The entries are to be returned exactly, with images left out.

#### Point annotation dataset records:
begin

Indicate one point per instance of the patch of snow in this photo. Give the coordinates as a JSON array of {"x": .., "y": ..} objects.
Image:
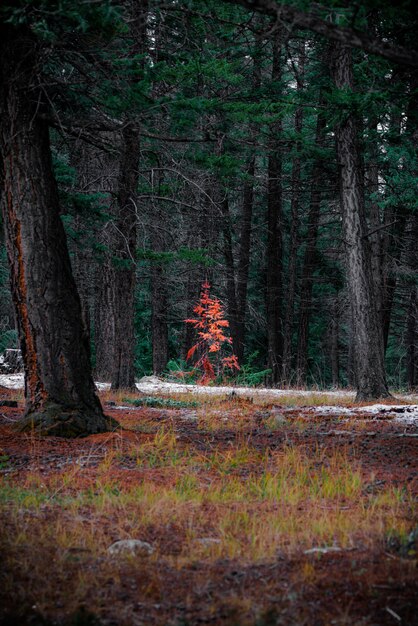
[
  {"x": 153, "y": 384},
  {"x": 12, "y": 381},
  {"x": 102, "y": 386},
  {"x": 400, "y": 413},
  {"x": 135, "y": 547}
]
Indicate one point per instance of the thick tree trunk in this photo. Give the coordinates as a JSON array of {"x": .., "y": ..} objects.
[
  {"x": 125, "y": 224},
  {"x": 230, "y": 271},
  {"x": 244, "y": 258},
  {"x": 124, "y": 265},
  {"x": 274, "y": 239},
  {"x": 59, "y": 388},
  {"x": 159, "y": 303},
  {"x": 293, "y": 254},
  {"x": 335, "y": 354},
  {"x": 412, "y": 340},
  {"x": 308, "y": 266},
  {"x": 367, "y": 335}
]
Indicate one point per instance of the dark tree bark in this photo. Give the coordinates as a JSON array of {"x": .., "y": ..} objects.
[
  {"x": 294, "y": 231},
  {"x": 125, "y": 226},
  {"x": 230, "y": 271},
  {"x": 367, "y": 335},
  {"x": 335, "y": 354},
  {"x": 281, "y": 12},
  {"x": 124, "y": 265},
  {"x": 412, "y": 340},
  {"x": 159, "y": 298},
  {"x": 244, "y": 259},
  {"x": 309, "y": 258},
  {"x": 59, "y": 388},
  {"x": 274, "y": 250}
]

end

#### Result of this exercise:
Indicate one point per instance of the patch of snow in this photo. Give the coordinates as a JSON array of {"x": .., "y": ..} objects.
Image:
[
  {"x": 153, "y": 384},
  {"x": 12, "y": 381},
  {"x": 102, "y": 386},
  {"x": 400, "y": 413},
  {"x": 135, "y": 547}
]
Indicate one point per instance of the thick tree trunk in this photo. Give the coordinates as a JSON array of {"x": .., "y": ..} objects.
[
  {"x": 125, "y": 224},
  {"x": 230, "y": 271},
  {"x": 244, "y": 258},
  {"x": 124, "y": 265},
  {"x": 274, "y": 239},
  {"x": 59, "y": 388},
  {"x": 159, "y": 303},
  {"x": 293, "y": 254},
  {"x": 335, "y": 354},
  {"x": 412, "y": 340},
  {"x": 308, "y": 266},
  {"x": 367, "y": 335}
]
Indicate one point per instance of the dark tree bark in this photo. Give the coordinates as a JSON array of {"x": .., "y": ..} objects.
[
  {"x": 294, "y": 231},
  {"x": 125, "y": 226},
  {"x": 230, "y": 271},
  {"x": 367, "y": 335},
  {"x": 335, "y": 354},
  {"x": 281, "y": 12},
  {"x": 124, "y": 265},
  {"x": 412, "y": 340},
  {"x": 159, "y": 298},
  {"x": 244, "y": 259},
  {"x": 309, "y": 258},
  {"x": 59, "y": 388},
  {"x": 274, "y": 250}
]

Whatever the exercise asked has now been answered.